WORK INSTRUCTION
Please rename "positive clicks" to "foreground clicks" throughout the rows below and reproduce them with no other changes.

Dataset items
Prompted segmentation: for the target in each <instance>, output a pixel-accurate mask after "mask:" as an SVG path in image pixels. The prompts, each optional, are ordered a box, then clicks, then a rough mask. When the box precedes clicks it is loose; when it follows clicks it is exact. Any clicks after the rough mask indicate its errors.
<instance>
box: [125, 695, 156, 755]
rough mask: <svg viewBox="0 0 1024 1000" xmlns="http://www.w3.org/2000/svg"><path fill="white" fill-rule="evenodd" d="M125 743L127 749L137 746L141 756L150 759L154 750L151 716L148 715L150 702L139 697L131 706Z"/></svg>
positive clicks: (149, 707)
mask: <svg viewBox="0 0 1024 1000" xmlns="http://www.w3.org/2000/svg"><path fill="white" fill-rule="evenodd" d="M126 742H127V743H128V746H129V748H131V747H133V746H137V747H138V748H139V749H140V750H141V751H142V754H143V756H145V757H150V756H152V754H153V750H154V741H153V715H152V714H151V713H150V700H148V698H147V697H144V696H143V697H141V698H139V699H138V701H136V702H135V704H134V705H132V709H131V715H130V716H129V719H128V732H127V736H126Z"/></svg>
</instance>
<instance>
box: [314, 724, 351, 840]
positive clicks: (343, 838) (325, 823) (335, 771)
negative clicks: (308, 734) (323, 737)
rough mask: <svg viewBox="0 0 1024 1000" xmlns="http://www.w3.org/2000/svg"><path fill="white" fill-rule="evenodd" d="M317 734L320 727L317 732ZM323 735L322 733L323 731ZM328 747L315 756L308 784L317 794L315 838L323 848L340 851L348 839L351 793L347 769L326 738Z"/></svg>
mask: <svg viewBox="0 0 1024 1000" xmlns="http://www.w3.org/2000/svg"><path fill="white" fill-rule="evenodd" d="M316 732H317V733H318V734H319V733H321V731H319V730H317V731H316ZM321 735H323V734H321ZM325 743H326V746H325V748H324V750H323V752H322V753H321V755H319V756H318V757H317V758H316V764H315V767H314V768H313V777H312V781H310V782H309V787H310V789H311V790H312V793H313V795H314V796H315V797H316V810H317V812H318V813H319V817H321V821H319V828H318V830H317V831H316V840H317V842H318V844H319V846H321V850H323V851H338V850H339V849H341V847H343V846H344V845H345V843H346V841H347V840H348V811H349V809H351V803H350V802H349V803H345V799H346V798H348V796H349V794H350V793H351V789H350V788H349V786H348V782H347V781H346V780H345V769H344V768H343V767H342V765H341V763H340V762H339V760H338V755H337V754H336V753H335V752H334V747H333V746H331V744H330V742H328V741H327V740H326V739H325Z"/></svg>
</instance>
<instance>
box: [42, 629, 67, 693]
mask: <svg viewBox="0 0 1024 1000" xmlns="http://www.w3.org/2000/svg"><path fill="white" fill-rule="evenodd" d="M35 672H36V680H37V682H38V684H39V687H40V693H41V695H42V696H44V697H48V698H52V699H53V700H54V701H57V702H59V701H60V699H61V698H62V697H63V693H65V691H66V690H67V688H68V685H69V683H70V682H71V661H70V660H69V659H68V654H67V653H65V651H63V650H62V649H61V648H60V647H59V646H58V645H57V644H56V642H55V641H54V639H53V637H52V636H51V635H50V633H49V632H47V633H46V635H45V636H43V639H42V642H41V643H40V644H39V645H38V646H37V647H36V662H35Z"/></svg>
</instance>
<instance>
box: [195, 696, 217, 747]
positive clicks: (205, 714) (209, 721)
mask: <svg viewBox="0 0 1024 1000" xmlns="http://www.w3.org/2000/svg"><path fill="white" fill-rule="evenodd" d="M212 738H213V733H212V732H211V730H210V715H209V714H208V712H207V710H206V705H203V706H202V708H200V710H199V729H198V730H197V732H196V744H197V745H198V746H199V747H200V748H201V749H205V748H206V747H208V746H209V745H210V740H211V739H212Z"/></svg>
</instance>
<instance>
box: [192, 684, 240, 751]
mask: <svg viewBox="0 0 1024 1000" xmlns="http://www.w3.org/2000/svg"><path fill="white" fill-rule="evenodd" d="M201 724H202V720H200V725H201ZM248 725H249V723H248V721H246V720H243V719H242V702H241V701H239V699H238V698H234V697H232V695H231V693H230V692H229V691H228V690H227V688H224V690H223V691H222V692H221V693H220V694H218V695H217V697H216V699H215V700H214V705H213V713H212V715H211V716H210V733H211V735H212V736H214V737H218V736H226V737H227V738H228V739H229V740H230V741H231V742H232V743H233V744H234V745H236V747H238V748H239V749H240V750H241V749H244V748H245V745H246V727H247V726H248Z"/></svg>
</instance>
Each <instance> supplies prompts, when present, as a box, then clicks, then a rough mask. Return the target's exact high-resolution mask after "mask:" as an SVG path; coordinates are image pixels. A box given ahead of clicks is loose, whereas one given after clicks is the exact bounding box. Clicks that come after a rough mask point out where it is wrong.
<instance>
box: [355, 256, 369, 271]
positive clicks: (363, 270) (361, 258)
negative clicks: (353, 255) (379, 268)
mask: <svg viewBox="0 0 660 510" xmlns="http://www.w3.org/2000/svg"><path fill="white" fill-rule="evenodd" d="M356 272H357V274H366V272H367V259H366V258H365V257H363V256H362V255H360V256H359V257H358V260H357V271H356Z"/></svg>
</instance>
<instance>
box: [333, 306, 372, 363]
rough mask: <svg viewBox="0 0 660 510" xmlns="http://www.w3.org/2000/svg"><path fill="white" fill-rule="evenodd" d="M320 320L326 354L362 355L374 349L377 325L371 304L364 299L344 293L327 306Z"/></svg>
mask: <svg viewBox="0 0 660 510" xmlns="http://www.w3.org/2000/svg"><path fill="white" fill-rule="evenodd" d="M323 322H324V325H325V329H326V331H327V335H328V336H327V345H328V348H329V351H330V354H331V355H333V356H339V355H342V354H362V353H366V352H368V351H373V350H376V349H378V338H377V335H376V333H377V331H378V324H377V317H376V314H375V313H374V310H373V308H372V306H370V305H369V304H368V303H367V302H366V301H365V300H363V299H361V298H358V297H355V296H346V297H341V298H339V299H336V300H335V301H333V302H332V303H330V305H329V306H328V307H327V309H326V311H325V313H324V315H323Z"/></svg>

RESULT OF THE EXERCISE
Prompted segmentation: for the target in each <instance>, output a pixel-accurate mask after "mask:" as an SVG path in image pixels. The prompts, each optional, are ordered a box, then clicks, then a rough mask. When the box precedes clicks it is loose; when it follows clicks it is exact. Any clicks after the rough mask indicate its errors.
<instance>
box: [125, 695, 156, 755]
rough mask: <svg viewBox="0 0 1024 1000" xmlns="http://www.w3.org/2000/svg"><path fill="white" fill-rule="evenodd" d="M125 743L127 749L137 746L141 756L150 759L154 750L151 716L148 715L150 702L139 697L131 706Z"/></svg>
foreground clicks: (149, 707)
mask: <svg viewBox="0 0 1024 1000" xmlns="http://www.w3.org/2000/svg"><path fill="white" fill-rule="evenodd" d="M126 742H127V743H128V746H129V748H131V747H133V746H137V747H138V748H139V749H140V750H141V751H142V754H143V756H145V757H150V756H152V754H153V750H154V741H153V715H152V714H151V713H150V700H148V698H147V697H144V696H143V697H141V698H139V699H138V701H136V702H135V704H134V705H132V709H131V715H130V716H129V719H128V732H127V736H126Z"/></svg>
</instance>
<instance>
box: [314, 724, 351, 840]
foreground clicks: (343, 838) (325, 823) (335, 771)
negative clicks: (308, 734) (323, 737)
rough mask: <svg viewBox="0 0 1024 1000" xmlns="http://www.w3.org/2000/svg"><path fill="white" fill-rule="evenodd" d="M317 734L320 727L317 732ZM323 735L322 733L323 731ZM328 747L315 756L308 784L317 794L315 838L323 848L340 851L348 839L351 793L347 769L326 738Z"/></svg>
mask: <svg viewBox="0 0 1024 1000" xmlns="http://www.w3.org/2000/svg"><path fill="white" fill-rule="evenodd" d="M316 732H317V733H318V734H319V733H321V731H319V730H317V731H316ZM321 735H323V734H321ZM325 743H326V746H325V748H324V750H323V752H322V753H321V755H319V756H318V757H317V758H316V764H315V767H314V768H313V777H312V781H310V782H309V787H310V789H311V790H312V793H313V795H314V796H315V797H316V810H317V812H318V813H319V817H321V821H319V828H318V830H317V831H316V840H317V842H318V844H319V846H321V850H323V851H338V850H339V849H341V847H343V846H344V845H345V843H346V841H347V840H348V811H349V809H351V803H350V802H349V803H345V799H346V798H348V796H349V794H350V793H351V789H350V788H349V786H348V782H347V781H346V780H345V769H344V768H343V767H342V765H341V763H340V762H339V760H338V755H337V754H336V753H335V752H334V747H333V746H331V744H330V742H328V741H327V740H326V739H325Z"/></svg>
</instance>
<instance>
box: [42, 629, 67, 693]
mask: <svg viewBox="0 0 1024 1000" xmlns="http://www.w3.org/2000/svg"><path fill="white" fill-rule="evenodd" d="M35 672H36V680H37V682H38V684H39V687H40V693H41V695H42V696H44V697H48V698H52V699H53V700H54V701H57V702H59V701H60V699H61V698H62V697H63V693H65V691H66V690H67V688H68V685H69V683H70V682H71V661H70V660H69V659H68V654H67V653H65V651H63V650H62V649H61V648H60V647H59V646H58V645H57V644H56V642H55V641H54V639H53V637H52V636H51V635H50V633H49V632H47V633H46V635H45V636H43V639H42V642H41V643H40V644H39V645H38V646H37V647H36V662H35Z"/></svg>
</instance>
<instance>
box: [195, 696, 217, 747]
foreground clicks: (205, 714) (209, 721)
mask: <svg viewBox="0 0 1024 1000" xmlns="http://www.w3.org/2000/svg"><path fill="white" fill-rule="evenodd" d="M212 738H213V733H212V732H211V730H210V715H209V714H208V712H207V710H206V705H203V706H202V708H200V710H199V729H198V730H197V732H196V744H197V745H198V746H199V747H200V748H201V749H205V748H206V747H208V746H209V745H210V740H211V739H212Z"/></svg>
</instance>
<instance>
box: [192, 684, 240, 751]
mask: <svg viewBox="0 0 1024 1000" xmlns="http://www.w3.org/2000/svg"><path fill="white" fill-rule="evenodd" d="M201 724H202V720H200V725H201ZM248 725H249V723H248V721H246V720H243V719H242V702H241V701H239V699H238V698H234V697H232V695H231V693H230V692H229V691H228V690H227V688H224V690H223V691H222V692H221V693H220V694H218V695H217V697H216V699H215V700H214V705H213V713H212V715H211V716H210V733H211V735H212V736H214V737H218V736H226V737H227V738H228V739H229V740H230V741H231V742H232V743H233V744H234V745H236V747H238V748H239V749H240V750H241V749H244V748H245V745H246V727H247V726H248Z"/></svg>
</instance>
Each <instance> supplies prompts, when present, as a box, then clicks, then a rough mask. Return the target's exact high-resolution mask after "mask:" as an SVG path; coordinates are image pixels. A box given ahead of clicks is loose, whereas one given after clicks is the exact bounding box. Clicks that come after a rough mask point out where it is wrong.
<instance>
box: [355, 256, 369, 271]
foreground clicks: (363, 270) (361, 258)
negative clicks: (353, 255) (379, 268)
mask: <svg viewBox="0 0 660 510" xmlns="http://www.w3.org/2000/svg"><path fill="white" fill-rule="evenodd" d="M356 272H357V274H366V272H367V259H366V258H365V257H363V256H362V255H360V256H359V257H358V260H357V271H356Z"/></svg>
</instance>
<instance>
box: [333, 306, 372, 363]
rough mask: <svg viewBox="0 0 660 510" xmlns="http://www.w3.org/2000/svg"><path fill="white" fill-rule="evenodd" d="M320 320L326 354L362 355L374 349L377 325L371 304L364 299L344 293L327 306Z"/></svg>
mask: <svg viewBox="0 0 660 510" xmlns="http://www.w3.org/2000/svg"><path fill="white" fill-rule="evenodd" d="M323 322H324V325H325V329H326V331H327V335H328V336H327V345H328V348H329V351H330V354H331V355H333V356H339V355H342V354H362V353H366V352H368V351H373V350H376V349H378V338H377V335H376V333H377V331H378V324H377V317H376V314H375V313H374V310H373V308H372V306H370V305H369V304H368V303H367V302H366V301H365V300H363V299H361V298H358V297H355V296H346V297H341V298H339V299H336V300H335V301H333V302H332V303H330V305H329V306H328V307H327V309H326V311H325V313H324V315H323Z"/></svg>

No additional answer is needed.